Could you output the material below, from the line containing "Pick out one point on every instance of the dog's front" through the line containing "[(430, 286)]", as a two-column CSV with the headers input and output? Each row should pair a text with its answer, with each value in its own quoted field and line breaks turned into spaces.

Object point labels

########################################

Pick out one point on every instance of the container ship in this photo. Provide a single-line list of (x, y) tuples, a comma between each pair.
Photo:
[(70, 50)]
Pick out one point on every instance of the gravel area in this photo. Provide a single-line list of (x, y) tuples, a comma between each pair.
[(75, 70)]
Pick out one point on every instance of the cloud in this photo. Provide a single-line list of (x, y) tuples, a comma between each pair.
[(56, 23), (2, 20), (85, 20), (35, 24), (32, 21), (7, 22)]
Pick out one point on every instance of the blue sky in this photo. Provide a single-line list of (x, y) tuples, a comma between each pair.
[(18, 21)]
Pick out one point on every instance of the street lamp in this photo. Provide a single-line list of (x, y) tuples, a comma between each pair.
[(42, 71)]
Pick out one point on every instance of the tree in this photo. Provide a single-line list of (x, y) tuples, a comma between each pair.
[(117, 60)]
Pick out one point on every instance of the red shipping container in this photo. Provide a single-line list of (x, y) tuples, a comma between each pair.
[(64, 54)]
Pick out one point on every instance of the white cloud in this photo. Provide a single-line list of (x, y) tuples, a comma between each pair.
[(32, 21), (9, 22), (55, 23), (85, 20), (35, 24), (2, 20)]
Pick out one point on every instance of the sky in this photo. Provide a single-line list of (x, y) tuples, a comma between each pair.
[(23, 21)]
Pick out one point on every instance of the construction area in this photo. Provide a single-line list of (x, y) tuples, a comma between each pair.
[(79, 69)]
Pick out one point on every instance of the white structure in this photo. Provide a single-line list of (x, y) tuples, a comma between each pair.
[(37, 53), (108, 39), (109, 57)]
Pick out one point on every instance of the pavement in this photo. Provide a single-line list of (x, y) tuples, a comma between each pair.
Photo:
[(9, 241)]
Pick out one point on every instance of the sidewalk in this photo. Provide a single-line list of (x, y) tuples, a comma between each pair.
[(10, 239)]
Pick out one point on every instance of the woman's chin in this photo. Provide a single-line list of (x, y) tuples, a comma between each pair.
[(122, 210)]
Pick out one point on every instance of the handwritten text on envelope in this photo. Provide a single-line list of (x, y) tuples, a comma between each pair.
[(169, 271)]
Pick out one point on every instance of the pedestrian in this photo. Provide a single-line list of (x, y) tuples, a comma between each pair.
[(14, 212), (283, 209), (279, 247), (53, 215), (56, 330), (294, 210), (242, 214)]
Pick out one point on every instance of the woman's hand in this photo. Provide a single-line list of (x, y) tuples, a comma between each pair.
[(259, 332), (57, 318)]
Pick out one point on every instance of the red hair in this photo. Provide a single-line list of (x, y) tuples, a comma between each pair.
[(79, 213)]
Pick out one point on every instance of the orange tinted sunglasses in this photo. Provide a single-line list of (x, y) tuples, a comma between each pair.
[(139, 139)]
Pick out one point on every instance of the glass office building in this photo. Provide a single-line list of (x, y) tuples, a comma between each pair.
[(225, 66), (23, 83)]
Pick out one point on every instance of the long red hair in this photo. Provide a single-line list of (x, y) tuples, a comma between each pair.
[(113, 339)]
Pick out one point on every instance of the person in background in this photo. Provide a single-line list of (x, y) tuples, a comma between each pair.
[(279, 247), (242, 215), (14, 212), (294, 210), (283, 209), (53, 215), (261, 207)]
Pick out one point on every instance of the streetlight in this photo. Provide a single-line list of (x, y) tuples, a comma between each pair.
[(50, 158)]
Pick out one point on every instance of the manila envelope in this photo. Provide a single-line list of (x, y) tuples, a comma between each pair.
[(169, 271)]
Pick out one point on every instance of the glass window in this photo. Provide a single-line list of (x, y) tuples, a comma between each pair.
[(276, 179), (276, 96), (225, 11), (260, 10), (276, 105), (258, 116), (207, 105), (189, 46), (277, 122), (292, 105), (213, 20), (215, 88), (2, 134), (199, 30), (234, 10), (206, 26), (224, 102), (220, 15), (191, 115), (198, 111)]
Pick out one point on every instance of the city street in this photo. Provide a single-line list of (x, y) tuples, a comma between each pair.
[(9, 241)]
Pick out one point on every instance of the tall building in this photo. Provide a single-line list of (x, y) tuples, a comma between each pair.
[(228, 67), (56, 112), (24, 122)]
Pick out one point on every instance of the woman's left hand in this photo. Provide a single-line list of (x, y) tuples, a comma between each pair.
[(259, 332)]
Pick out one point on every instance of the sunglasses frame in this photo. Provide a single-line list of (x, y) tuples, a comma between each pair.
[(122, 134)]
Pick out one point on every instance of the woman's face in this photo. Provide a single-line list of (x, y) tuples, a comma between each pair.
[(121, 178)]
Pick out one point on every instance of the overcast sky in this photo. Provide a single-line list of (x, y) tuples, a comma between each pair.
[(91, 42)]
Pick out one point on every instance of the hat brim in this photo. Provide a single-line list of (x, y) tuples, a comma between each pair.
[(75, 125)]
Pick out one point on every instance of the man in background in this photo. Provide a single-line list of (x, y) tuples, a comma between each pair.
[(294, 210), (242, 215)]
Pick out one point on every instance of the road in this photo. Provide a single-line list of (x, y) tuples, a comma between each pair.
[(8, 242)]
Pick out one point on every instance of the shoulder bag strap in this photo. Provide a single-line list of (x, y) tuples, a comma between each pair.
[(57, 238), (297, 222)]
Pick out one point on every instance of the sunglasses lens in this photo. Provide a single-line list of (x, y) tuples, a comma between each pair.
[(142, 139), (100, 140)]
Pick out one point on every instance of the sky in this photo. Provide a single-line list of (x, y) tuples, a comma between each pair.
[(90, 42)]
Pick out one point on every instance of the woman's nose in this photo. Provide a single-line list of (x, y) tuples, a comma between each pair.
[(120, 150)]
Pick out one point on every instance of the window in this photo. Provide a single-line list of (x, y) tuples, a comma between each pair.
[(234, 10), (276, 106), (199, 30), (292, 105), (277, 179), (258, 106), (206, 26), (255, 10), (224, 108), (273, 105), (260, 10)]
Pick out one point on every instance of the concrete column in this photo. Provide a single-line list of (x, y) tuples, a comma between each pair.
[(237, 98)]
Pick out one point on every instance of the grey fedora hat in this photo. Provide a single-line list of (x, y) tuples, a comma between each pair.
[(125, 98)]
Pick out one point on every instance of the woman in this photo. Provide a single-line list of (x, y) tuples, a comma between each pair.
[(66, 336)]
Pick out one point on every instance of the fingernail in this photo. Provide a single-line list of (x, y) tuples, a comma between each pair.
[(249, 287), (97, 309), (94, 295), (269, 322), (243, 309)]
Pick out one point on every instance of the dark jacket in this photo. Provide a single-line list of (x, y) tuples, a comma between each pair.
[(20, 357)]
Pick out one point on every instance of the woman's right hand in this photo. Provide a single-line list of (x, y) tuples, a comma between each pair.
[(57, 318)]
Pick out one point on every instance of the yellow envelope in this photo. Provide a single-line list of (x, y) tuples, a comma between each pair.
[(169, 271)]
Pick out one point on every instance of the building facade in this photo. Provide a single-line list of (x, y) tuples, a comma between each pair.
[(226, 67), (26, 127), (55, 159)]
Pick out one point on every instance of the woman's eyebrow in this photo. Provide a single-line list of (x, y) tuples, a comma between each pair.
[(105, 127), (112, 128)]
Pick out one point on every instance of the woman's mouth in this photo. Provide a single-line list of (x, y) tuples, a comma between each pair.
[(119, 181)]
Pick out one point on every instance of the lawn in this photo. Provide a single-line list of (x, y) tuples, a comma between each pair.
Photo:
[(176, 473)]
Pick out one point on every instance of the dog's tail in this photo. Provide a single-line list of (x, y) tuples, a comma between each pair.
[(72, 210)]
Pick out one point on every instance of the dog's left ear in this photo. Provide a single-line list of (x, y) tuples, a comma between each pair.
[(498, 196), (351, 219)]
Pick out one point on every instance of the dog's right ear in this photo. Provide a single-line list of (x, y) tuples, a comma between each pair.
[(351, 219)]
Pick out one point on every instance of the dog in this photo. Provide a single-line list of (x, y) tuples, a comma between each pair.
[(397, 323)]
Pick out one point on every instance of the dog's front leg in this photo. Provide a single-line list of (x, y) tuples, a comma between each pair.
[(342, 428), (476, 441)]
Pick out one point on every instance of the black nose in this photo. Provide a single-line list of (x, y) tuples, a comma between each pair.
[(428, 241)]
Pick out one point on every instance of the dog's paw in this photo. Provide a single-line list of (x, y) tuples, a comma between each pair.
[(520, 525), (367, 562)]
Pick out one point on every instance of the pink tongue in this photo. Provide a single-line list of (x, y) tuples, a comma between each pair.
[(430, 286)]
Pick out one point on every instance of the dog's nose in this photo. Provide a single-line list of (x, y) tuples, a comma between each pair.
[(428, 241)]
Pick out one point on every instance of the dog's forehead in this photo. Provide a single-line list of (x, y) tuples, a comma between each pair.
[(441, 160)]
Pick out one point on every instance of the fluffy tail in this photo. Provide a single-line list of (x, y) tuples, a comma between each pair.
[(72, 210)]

########################################

● **CORRECT RESPONSE**
input,output
"Pick out one point on every instance of the dog's front leg in this photo. Provide a single-line list of (x, y) tuples, a comma between each pair.","[(342, 428), (476, 441)]"
"Pick out one point on every instance of the black nose in this photo. Provide a single-line list of (x, y) tuples, a comma between each pair.","[(428, 241)]"
"Pick out one point on every instance of the dog's paw in this photo. Provide a single-line list of (x, y) tuples, a comma between each pair.","[(520, 525), (367, 562)]"
"Pick out one point on every instance of the pink tongue in this photo. Provide a single-line list of (x, y) tuples, a comma between each pair.","[(430, 286)]"